GOAL OF THE EXERCISE: Extract every entry word for word. Skip the pictures.

Point labeling examples:
Start
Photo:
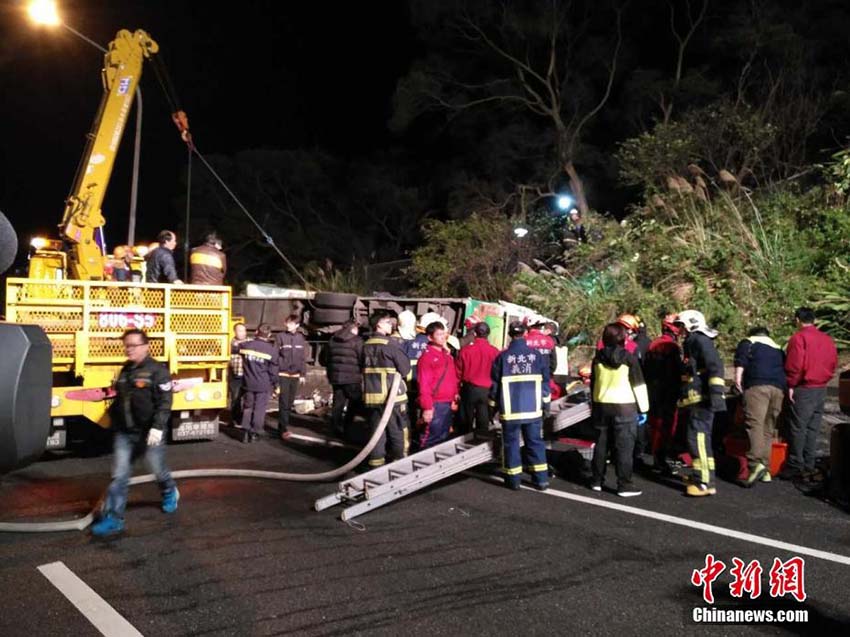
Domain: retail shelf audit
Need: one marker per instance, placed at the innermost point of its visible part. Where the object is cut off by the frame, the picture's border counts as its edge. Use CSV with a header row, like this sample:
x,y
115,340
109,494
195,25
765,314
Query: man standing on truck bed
x,y
140,414
207,263
292,350
160,261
End
PROBLEM SOLUTION:
Photo:
Domain: retail shelf audit
Need: one marker per instance, placed at the innermost point of its visible part. Where the object is cut off by the frame, the picture's border counts as its edge. Use CSV with a header row, like this sample:
x,y
115,340
109,494
195,25
765,314
Query: man standing on truck bed
x,y
140,414
207,263
292,350
160,261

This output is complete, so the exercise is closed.